* [Check your understanding]
**1.** In the beak and feather disease thread, please rewrite the passage that begins at the words "F10 is said" and stops after "show no signs.", changing "Cockatiels" to "tiels".
**2.** Decide whether each statement agrees with the beak and feather disease thread, and back each yes or no with the deciding words quoted from it. (a) The lorikeet was rescued by the first poster's father-in-law. (b) The lorikeet's cage sits above the cockatiels' cage. (c) One reply says birds can carry the disease without showing signs.

* [Text section]
§

# psittacine beak and feather disease



## bear2491 (Feb 26, 2011)

Hi, 

I'm wondering if anyone on here has some experience with the PBFD virus/French moult at all? I know a bit about it, my question is more about how to treat the cage. 

Story is - my father in law rescued a scaly breasted lorikeet today that had "fallen out of a tree" and put it in the spare cage under my youngest two birds (12 months). The set up of the cage means they are separated but are close (40cm in height), luckily the lorikeet is below the tiels so any of that infected poo won't be falling on them but I do worry about any dust. 

I know the lorikeet has to be infected, he has no tail feathers, no flight feathers but otherwise seems fully feathered. He is also a juvenile, bordering on adulthood (beak is transitioning from black to red) which is the most common age for infected birds to present. If I had been home I wouldn't have allowed it, I know what PBFD looks like, they are called "runners" for a reason 

I can get the local wildlife rescue to come get him tomorrow (once I convince FIL that keeping him is putting my birds lives at risk) and they will put him down if he is indeed infected, but then I'm left with an infected cage and I want to treat it right. 

As I'm about 7 days away from pulling my first batch of new babies for the year, I need to have no doubt in my mind that everything is "clean". As PBFD is a virus, I know it's hard to kill, but 2 products I'm thinking of using are either bleach (recommended by the wildlife rescue last time I came across a runner) or a cleaner called F10 which is a veterinary grade disinfectant (see link here http://www.vetnpetdirect.com.au/F10D#.UicBVc9ArIU) 

Any advice or suggestions? 
i'm a little peeved, just another thing to worry about


----------



## Renae (Feb 9, 2008)

Lorikeets don't produce dust, it can still be transmitted via poop, clothing, and etc though (which is why you need to wash your hands well and change clothing afterwards). Can you get another cage and put the Lorikeet in a different room? This would be the ideal thing to do, your Cockatiels are at too big of risk if the Lorikeet was to have the disease. 

F10 is said to be good to kill PBFD. There is another one but can't remember the name of it.

You will want to have your Cockatiels tested to be on the safe side, birds can be carriers and show no signs. 

Sent from Petguide.com Free App


----------



## Darkel777 (Jun 7, 2013)

I'm a little curious myself. I know bleach can kill bacteria but is it effective at all against a virus like this?

§

* [Supplied material]

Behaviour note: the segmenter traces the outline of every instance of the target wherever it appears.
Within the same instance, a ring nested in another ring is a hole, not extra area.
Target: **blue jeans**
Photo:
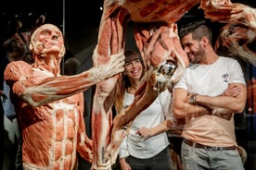
[[[126,162],[133,170],[171,170],[171,156],[168,147],[148,159],[128,156]]]
[[[181,156],[185,170],[244,170],[237,150],[206,150],[183,142]]]
[[[22,138],[16,117],[4,115],[4,160],[3,170],[22,169]]]

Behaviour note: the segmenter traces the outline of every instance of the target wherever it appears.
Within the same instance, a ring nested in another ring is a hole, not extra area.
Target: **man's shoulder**
[[[10,62],[4,73],[5,80],[18,81],[20,79],[26,78],[32,73],[32,66],[24,61],[13,61]]]

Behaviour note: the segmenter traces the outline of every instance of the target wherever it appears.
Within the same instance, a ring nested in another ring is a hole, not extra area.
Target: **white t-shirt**
[[[194,64],[188,67],[181,80],[174,86],[188,92],[218,96],[230,83],[245,83],[238,62],[228,57],[219,57],[211,65]],[[209,146],[237,145],[234,119],[226,120],[205,115],[186,120],[182,134],[186,139]]]
[[[133,94],[125,93],[124,105],[130,105],[134,100]],[[158,126],[169,114],[171,93],[168,90],[161,92],[147,109],[142,111],[133,121],[128,135],[120,147],[120,158],[132,155],[140,159],[147,159],[157,155],[169,145],[166,132],[147,140],[136,134],[143,126],[147,128]]]

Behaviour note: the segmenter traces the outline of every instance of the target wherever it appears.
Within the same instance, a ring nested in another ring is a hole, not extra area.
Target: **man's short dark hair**
[[[179,30],[179,37],[182,39],[189,33],[192,33],[192,38],[194,40],[200,41],[203,37],[208,37],[211,42],[212,41],[212,32],[206,20],[198,20],[182,25]]]

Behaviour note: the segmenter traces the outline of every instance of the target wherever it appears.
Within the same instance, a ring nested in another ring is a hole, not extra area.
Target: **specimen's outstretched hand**
[[[106,57],[104,60],[97,60],[97,46],[94,51],[93,60],[95,67],[93,68],[93,75],[96,80],[104,80],[119,74],[124,70],[124,55],[123,52],[111,55],[110,57]]]

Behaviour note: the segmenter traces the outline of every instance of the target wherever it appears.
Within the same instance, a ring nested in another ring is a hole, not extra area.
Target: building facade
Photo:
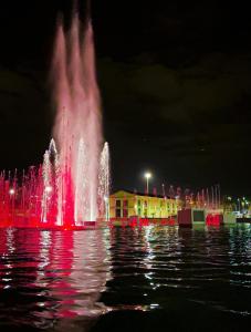
[[[109,218],[168,218],[176,216],[181,201],[174,198],[119,190],[109,196]]]

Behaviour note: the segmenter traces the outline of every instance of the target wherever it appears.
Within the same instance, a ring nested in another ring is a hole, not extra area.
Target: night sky
[[[53,110],[56,15],[71,1],[0,3],[0,168],[39,164]],[[81,1],[84,20],[85,3]],[[93,1],[113,189],[220,184],[251,195],[251,12],[236,1]]]

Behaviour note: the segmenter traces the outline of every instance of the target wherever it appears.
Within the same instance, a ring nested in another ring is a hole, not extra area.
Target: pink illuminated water
[[[77,13],[69,33],[57,23],[52,65],[55,125],[43,164],[0,175],[0,225],[82,227],[108,219],[109,153],[102,135],[91,20]]]

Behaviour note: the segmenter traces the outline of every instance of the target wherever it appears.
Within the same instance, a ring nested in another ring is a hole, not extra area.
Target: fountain
[[[57,22],[52,63],[55,125],[42,165],[0,174],[0,226],[83,228],[108,219],[109,152],[103,143],[91,19],[82,41],[75,11],[70,33]],[[56,142],[56,143],[55,143]]]

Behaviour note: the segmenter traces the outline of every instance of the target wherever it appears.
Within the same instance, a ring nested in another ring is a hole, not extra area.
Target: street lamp
[[[145,173],[145,179],[146,179],[146,194],[149,194],[149,179],[151,178],[151,174],[149,172]]]

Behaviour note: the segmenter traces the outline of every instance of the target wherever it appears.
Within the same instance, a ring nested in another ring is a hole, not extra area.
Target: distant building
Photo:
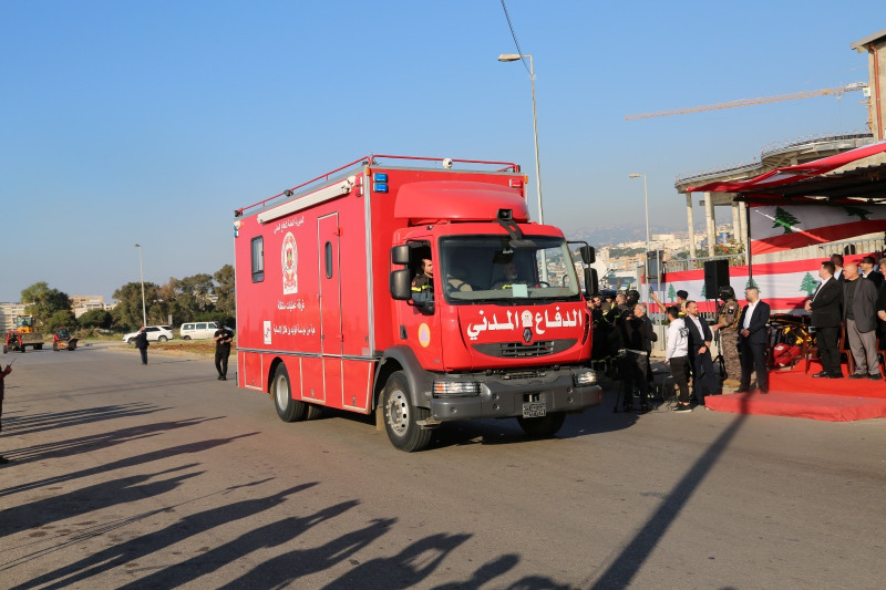
[[[23,303],[0,303],[0,329],[3,332],[16,328],[16,315],[24,315]]]
[[[110,309],[102,296],[71,296],[71,310],[75,318],[80,318],[94,309]]]

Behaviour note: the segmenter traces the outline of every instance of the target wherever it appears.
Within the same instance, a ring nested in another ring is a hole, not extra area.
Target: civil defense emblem
[[[280,257],[284,269],[284,294],[298,292],[298,248],[296,237],[291,231],[287,231],[284,238],[284,246],[280,249]]]

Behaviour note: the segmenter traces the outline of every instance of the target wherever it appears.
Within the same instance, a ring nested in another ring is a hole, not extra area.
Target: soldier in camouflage
[[[723,304],[717,315],[717,325],[712,325],[711,330],[720,332],[720,354],[723,355],[723,364],[729,375],[723,385],[738,387],[740,384],[739,377],[741,376],[741,361],[739,361],[741,306],[735,299],[735,291],[729,286],[720,289],[720,299]]]

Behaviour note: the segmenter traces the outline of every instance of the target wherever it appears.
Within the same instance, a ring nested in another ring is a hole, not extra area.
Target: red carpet
[[[711,395],[711,410],[736,414],[793,416],[830,422],[852,422],[886,417],[886,381],[867,379],[814,379],[816,364],[803,373],[803,363],[793,371],[770,373],[770,393]],[[845,372],[845,368],[844,368]]]

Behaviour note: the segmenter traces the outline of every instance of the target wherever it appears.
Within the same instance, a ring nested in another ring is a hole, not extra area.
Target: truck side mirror
[[[600,292],[599,280],[597,279],[596,268],[585,269],[585,292],[588,297],[598,294]]]
[[[398,246],[393,248],[406,248],[406,252],[409,252],[408,246]],[[393,250],[391,251],[391,258],[393,258]],[[396,262],[395,263],[404,263],[404,262]],[[412,279],[409,276],[409,269],[403,270],[393,270],[391,271],[391,297],[398,301],[409,301],[412,299]]]
[[[391,248],[391,262],[394,265],[409,265],[409,246],[394,246]]]

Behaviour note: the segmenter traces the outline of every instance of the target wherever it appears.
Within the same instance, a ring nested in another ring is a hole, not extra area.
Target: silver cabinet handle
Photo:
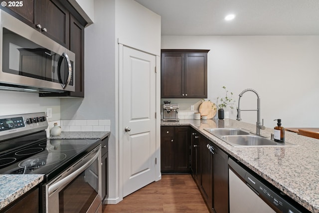
[[[215,153],[214,153],[214,152],[213,152],[214,150],[215,150],[214,149],[214,148],[213,148],[213,147],[210,146],[209,144],[207,144],[207,145],[206,145],[206,147],[207,148],[207,149],[208,149],[208,150],[209,150],[209,151],[210,152],[213,153],[213,155],[215,154]]]

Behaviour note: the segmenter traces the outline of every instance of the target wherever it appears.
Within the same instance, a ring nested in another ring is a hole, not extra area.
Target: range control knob
[[[38,123],[39,122],[39,118],[36,117],[35,118],[33,118],[33,123]]]
[[[28,124],[31,124],[33,123],[33,120],[32,118],[27,118],[26,121]]]

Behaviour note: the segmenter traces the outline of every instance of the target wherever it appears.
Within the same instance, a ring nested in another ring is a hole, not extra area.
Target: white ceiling
[[[161,16],[164,35],[319,35],[319,0],[135,0]]]

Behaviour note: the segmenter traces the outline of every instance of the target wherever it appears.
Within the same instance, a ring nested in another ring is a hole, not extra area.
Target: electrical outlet
[[[52,118],[52,108],[46,108],[46,117],[47,117],[48,118]]]
[[[225,112],[224,117],[225,118],[229,118],[229,112]]]

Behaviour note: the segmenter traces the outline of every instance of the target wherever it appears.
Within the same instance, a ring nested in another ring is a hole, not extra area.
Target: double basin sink
[[[289,143],[277,143],[241,129],[211,128],[204,130],[235,147],[297,146]]]

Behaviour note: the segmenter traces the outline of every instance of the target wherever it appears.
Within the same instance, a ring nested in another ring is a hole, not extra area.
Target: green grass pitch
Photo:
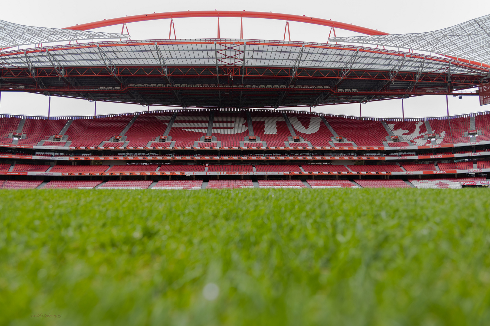
[[[0,325],[488,325],[489,198],[0,191]]]

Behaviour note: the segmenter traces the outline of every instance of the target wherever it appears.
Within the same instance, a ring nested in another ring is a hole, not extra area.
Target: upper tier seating
[[[206,189],[254,188],[251,180],[210,180]]]
[[[72,146],[98,146],[121,133],[134,116],[77,119],[73,121],[65,135],[72,141]]]
[[[139,164],[131,165],[114,165],[109,169],[108,172],[154,172],[158,167],[158,164]]]
[[[465,131],[469,130],[469,117],[465,117],[451,119],[450,121],[455,143],[469,141],[469,137],[464,136]]]
[[[159,172],[204,172],[205,165],[185,165],[169,164],[162,165]]]
[[[49,172],[105,172],[108,165],[55,165]]]
[[[16,164],[12,171],[16,172],[46,172],[49,167],[49,165],[40,164]]]
[[[370,172],[392,172],[403,171],[399,166],[395,164],[390,165],[349,165],[349,169],[353,172],[368,171]]]
[[[478,136],[478,141],[490,140],[490,114],[480,114],[475,117],[475,127],[482,130],[481,136]]]
[[[390,147],[400,147],[400,146],[411,146],[412,145],[406,142],[397,142],[396,143],[388,143],[388,146]]]
[[[206,135],[209,124],[209,112],[181,112],[170,130],[169,136],[176,146],[194,146],[194,142]]]
[[[403,180],[355,180],[363,188],[410,188]]]
[[[101,181],[96,180],[84,181],[57,181],[52,180],[43,186],[41,189],[74,188],[77,189],[93,189],[101,183]]]
[[[0,118],[0,143],[12,144],[12,138],[7,138],[10,132],[16,132],[19,123],[19,118]]]
[[[43,146],[66,146],[66,142],[65,141],[59,141],[59,142],[44,142],[43,143]]]
[[[153,183],[151,180],[112,180],[102,185],[98,189],[147,189]]]
[[[423,121],[386,121],[386,124],[395,136],[410,140],[414,146],[423,146],[430,143],[430,140],[424,139],[427,130]]]
[[[389,135],[381,121],[333,116],[325,119],[339,136],[353,141],[360,147],[383,147],[383,142],[386,141]]]
[[[215,111],[212,132],[222,147],[240,146],[240,142],[249,135],[245,113],[243,111]]]
[[[68,121],[66,119],[26,119],[22,132],[27,134],[27,139],[19,139],[17,144],[37,145],[40,140],[58,134]]]
[[[0,171],[8,171],[10,166],[10,164],[7,163],[0,163]]]
[[[438,120],[433,119],[428,120],[429,124],[432,129],[432,132],[441,137],[440,139],[436,139],[436,142],[438,145],[443,145],[444,144],[451,144],[453,142],[452,138],[451,137],[449,128],[449,124],[447,122],[447,120]],[[468,124],[468,126],[469,124]]]
[[[345,165],[332,164],[303,164],[301,166],[305,172],[348,172]]]
[[[172,117],[172,113],[167,112],[140,114],[124,134],[129,142],[127,146],[146,146],[148,142],[163,136]]]
[[[294,143],[289,142],[290,147],[308,147],[310,145],[307,143]]]
[[[255,165],[255,171],[257,172],[302,172],[298,165],[293,164],[278,164],[266,165],[257,164]]]
[[[199,147],[216,147],[218,146],[218,143],[197,143],[197,146]]]
[[[477,169],[490,169],[490,161],[478,161],[476,162]]]
[[[348,180],[308,180],[306,182],[313,188],[360,188]]]
[[[460,162],[458,163],[439,163],[439,169],[444,170],[471,170],[473,169],[472,162]]]
[[[32,189],[42,183],[42,180],[6,180],[2,184],[0,182],[0,189]]]
[[[287,115],[297,136],[302,137],[313,146],[330,146],[328,142],[332,140],[333,135],[321,118],[315,114],[293,112],[288,113]],[[292,144],[290,143],[289,145]]]
[[[259,180],[260,188],[306,188],[300,180]]]
[[[456,178],[409,180],[418,188],[461,189],[461,183]]]
[[[250,165],[213,164],[208,167],[208,172],[253,172],[253,168]]]
[[[288,125],[282,113],[277,112],[252,112],[253,134],[260,137],[268,146],[286,146],[284,142],[291,136]]]
[[[434,164],[403,164],[402,165],[407,171],[435,171]]]
[[[191,189],[197,190],[202,186],[202,180],[161,180],[152,189]]]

§

* [Answers to the problems]
**1.**
F10 is said to be good to kill PBFD. There is another one but can't remember the name of it.

You will want to have your tiels tested to be on the safe side, birds can be carriers and show no signs.

**2.**
(a) Yes: "my father in law rescued a scaly breasted lorikeet today"
(b) No: "luckily the lorikeet is below the tiels"
(c) Yes: "birds can be carriers and show no signs"